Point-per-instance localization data
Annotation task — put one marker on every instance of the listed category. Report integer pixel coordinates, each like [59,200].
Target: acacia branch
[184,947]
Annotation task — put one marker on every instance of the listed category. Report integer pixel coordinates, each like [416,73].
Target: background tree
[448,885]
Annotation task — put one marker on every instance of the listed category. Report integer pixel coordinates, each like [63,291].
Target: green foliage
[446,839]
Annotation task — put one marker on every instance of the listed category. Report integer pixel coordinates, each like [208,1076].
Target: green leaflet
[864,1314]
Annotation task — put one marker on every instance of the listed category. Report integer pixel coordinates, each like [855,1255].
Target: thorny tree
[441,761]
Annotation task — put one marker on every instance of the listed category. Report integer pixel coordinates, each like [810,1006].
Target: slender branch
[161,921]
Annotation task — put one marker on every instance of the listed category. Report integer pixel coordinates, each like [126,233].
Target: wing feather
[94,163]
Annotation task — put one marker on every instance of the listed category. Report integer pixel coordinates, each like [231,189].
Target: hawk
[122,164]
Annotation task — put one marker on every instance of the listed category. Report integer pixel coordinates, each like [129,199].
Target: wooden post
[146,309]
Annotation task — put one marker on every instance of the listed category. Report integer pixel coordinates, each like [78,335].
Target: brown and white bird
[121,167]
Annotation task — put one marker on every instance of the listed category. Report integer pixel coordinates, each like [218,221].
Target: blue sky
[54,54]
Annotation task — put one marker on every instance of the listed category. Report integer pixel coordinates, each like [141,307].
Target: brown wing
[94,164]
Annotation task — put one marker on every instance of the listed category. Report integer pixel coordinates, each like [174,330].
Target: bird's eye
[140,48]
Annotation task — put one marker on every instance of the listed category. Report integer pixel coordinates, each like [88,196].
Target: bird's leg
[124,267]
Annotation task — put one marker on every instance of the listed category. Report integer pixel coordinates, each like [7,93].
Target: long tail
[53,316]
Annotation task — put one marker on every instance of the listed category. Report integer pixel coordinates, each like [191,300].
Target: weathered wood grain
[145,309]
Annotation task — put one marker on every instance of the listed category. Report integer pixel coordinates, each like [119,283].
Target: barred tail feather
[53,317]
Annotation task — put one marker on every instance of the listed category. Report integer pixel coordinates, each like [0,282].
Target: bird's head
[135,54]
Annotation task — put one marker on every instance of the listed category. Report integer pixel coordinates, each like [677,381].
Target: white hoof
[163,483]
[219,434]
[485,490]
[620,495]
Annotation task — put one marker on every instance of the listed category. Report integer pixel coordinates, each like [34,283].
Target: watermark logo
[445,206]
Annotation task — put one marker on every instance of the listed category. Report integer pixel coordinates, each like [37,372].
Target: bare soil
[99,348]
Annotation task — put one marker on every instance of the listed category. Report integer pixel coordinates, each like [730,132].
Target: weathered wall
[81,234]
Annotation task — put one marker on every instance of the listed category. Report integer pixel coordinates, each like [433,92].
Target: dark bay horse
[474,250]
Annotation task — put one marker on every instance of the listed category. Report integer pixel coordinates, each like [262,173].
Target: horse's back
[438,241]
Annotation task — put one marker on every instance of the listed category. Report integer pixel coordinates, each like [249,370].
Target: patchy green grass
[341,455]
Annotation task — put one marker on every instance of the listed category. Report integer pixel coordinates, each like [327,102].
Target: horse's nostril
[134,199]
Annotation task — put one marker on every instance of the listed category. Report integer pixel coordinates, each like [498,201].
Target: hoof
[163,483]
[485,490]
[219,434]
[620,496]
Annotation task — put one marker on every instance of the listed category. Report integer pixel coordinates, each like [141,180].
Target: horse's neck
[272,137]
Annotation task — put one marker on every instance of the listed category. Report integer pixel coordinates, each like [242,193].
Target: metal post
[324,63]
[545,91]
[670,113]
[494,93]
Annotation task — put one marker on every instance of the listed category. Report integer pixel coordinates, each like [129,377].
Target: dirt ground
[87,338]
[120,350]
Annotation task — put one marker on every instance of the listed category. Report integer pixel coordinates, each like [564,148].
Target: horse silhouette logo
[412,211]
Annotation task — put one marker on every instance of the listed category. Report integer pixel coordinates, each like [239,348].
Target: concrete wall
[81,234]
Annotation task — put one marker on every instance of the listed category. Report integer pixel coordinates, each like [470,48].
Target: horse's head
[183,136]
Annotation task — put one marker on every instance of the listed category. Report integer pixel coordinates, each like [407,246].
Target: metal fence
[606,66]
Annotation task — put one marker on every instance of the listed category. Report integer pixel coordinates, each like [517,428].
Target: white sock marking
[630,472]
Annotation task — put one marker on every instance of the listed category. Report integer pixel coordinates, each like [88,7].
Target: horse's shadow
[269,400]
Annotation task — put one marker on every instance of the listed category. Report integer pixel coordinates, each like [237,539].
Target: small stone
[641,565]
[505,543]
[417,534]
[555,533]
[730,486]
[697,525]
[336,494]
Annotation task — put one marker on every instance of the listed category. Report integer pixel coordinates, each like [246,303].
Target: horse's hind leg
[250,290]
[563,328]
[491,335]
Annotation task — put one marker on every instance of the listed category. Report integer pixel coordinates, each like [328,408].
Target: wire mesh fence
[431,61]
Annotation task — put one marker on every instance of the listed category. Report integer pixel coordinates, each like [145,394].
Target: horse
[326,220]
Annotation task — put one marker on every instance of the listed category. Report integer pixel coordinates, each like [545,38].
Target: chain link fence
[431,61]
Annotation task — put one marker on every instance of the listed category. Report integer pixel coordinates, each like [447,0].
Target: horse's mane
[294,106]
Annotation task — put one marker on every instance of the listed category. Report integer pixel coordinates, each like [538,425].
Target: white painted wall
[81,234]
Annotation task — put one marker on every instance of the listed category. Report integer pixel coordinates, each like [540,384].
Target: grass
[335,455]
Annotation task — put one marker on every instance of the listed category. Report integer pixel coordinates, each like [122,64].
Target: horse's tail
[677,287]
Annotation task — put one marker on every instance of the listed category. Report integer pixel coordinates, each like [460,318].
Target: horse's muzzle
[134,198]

- [WORK TO COMPLETE]: Restate each line of the records above without any deviation.

- [TASK ANSWER]:
Annotation task — put one marker on every instance of the listed category. Report integer pixel coordinates, each like [59,200].
Target: acacia branch
[184,947]
Annotation task — put one marker on every instance of the listed category. Report integer pixel coordinates, each like [416,73].
Target: background tree
[448,885]
Annotation task — put one marker on every instance of the listed category. Report integer pixel coordinates, each like [63,291].
Target: green foliage
[446,839]
Annotation task — put one marker on every instance of the listed category. Report integer pixel coordinates, each like [208,1076].
Target: green leaflet
[864,1314]
Annotation task — put one marker on every instance of the listed category. Report integer pixel coordinates, each like [855,1255].
Target: thorny tree
[441,761]
Annotation task — put one marker on every instance of the listed category. Report integer pixel coordinates, each like [810,1006].
Target: slender branch
[161,921]
Annotation task — put one marker on every instance of the listed category. Report integer pixel coordinates, each like [126,233].
Target: wing feather
[94,163]
Annotation task — put one marker on every instance of the listed category. Report integer pixel coordinates, each like [231,189].
Target: hawk
[122,164]
Annotation task — put one marker on every instance of the listed category. Report integer pixel coordinates, each like [129,199].
Target: wooden post
[146,309]
Annotation task — put one marker on every instance of the listed category. Report integer pixel coordinates, each like [78,335].
Target: brown and white bird
[121,167]
Annotation task — put one marker on every instance of the listed category. Report integer pixel coordinates, each like [218,221].
Target: blue sky
[54,54]
Annotation task — put one marker on every instance of the listed category. Report integer pixel coordinates, each like [141,307].
Target: brown wing
[94,164]
Annotation task — put one marker on every instance of the listed category. Report integer pixel coordinates, each like [174,330].
Target: bird's eye
[140,48]
Annotation task — put one marker on every instance of the listed category. Report integer pixel coordinates, each like [88,196].
Target: bird's leg
[124,267]
Annotation task — put one marker on every instance of the listed category. Report integer pixel coordinates, each like [7,93].
Target: long tail
[53,316]
Annotation task — put one marker on every instance of the listed category. Report integer pixel coordinates, each like [191,300].
Target: weathered wood grain
[145,309]
Annotation task — put one marker on every instance of the listed category. Report integer pixel coordinates, each like [119,283].
Target: barred tail feather
[53,317]
Annotation task — put one marker on every instance of the listed category. Report integer pixel coordinates, each like [0,282].
Target: bird's head
[135,54]
Annotation task — put one marker on every instance of the listed category. Report integer pixel coordinates, each like [677,381].
Target: white hoof
[163,483]
[219,434]
[485,490]
[620,495]
Annotation task — put one marker on every instance of the listed category. Report integer pixel coordinates, each like [34,283].
Target: watermark logo
[445,206]
Annotation task — put one marker on every instance of the listed category. Report integer pixel coordinates, each like [37,372].
Target: bare soil
[99,348]
Annotation task — put one marker on every instance of the listed category. Report integer pixel coordinates, each like [730,132].
Target: weathered wall
[81,234]
Annotation task — put one marker on every instance of the listed category. Report integer pixel coordinates, each like [433,92].
Target: dark bay horse
[474,250]
Annotation task — put one marker on every instance of the listed category. Report integer pixel coordinates, each like [262,173].
Target: horse's back
[438,241]
Annotation task — put one marker on every instance of the listed category. Report integer pixel coordinates, each like [249,370].
Target: patchy green grass
[341,455]
Annotation task — put one marker on every instance of the listed category. Report integer pixel coordinates, each like [327,102].
Target: horse's nostril
[134,199]
Annotation task — put one marker on every instance of the listed category. Report integer pixel coordinates, each like [498,201].
Target: hoof
[163,483]
[485,490]
[219,434]
[620,496]
Annotation task — put one marker on every instance of the listed category. Report integer pixel coordinates, each like [141,180].
Target: horse's neck
[272,137]
Annotation task — put one marker on every instance of the listed category. Report integer pixel coordinates, each like [242,193].
Target: metal post
[324,63]
[545,91]
[670,113]
[494,93]
Annotation task — put one marker on every instance of the listed category. Report integer pixel coordinates, each like [129,377].
Target: dirt ground
[87,338]
[120,350]
Annotation task — put one marker on every instance of the listed category. Report integer pixel coordinates, each like [564,148].
Target: horse silhouette logo
[412,211]
Annotation task — put one marker on every instance of the listed category. Report integer pixel coordinates, each like [239,348].
Target: concrete wall
[81,234]
Annotation task — put one marker on every instance of the listed category. Report integer pixel coordinates, each like [470,48].
Target: horse's head
[183,136]
Annotation task — put one marker on every instance of the listed category. Report integer pixel coordinates, each like [407,246].
Target: metal fence
[606,66]
Annotation task — put one marker on every instance of the listed category. Report integer pixel coordinates, each like [517,428].
Target: white sock marking
[630,472]
Annotation task — put one marker on every instance of the listed category. Report integer pixel coordinates, each like [88,7].
Target: horse's shadow
[269,400]
Annotation task — put one marker on every instance of the listed category. Report integer pixel coordinates, each like [237,539].
Target: small stone
[641,565]
[505,543]
[417,534]
[555,533]
[730,486]
[697,525]
[336,494]
Annotation task — put one marker on every instance of the listed category. Report integer pixel coordinates, each like [246,303].
Target: horse's hind leg
[250,290]
[563,328]
[491,335]
Annotation task — put one marker on every instance of the listed category. Report integer pixel coordinates, each like [328,408].
Target: wire mesh fence
[431,61]
Annotation task — put one marker on every instance of the listed category. Report integer pixel coordinates, each like [145,394].
Target: horse
[326,220]
Annotation task — put one marker on every instance of the listed category. Report integer pixel coordinates, each like [545,38].
Target: chain link fence
[431,61]
Annotation task — put one marker on every instance of the listed category. Report integer pixel coordinates, each like [447,0].
Target: horse's mane
[294,106]
Annotation task — put one marker on every instance of the listed category. Report integer pixel coordinates, each like [538,425].
Target: white painted wall
[81,234]
Annotation task — put one marker on every instance of the listed category. Report integer pixel coordinates, each like [540,384].
Target: grass
[335,455]
Annotation task — put one marker on every instance of the listed category. Report integer pixel coordinates, each like [122,64].
Target: horse's tail
[677,287]
Annotation task — put one marker on every instance of the listed category. Report integer pixel coordinates, each like [460,318].
Target: horse's muzzle
[134,198]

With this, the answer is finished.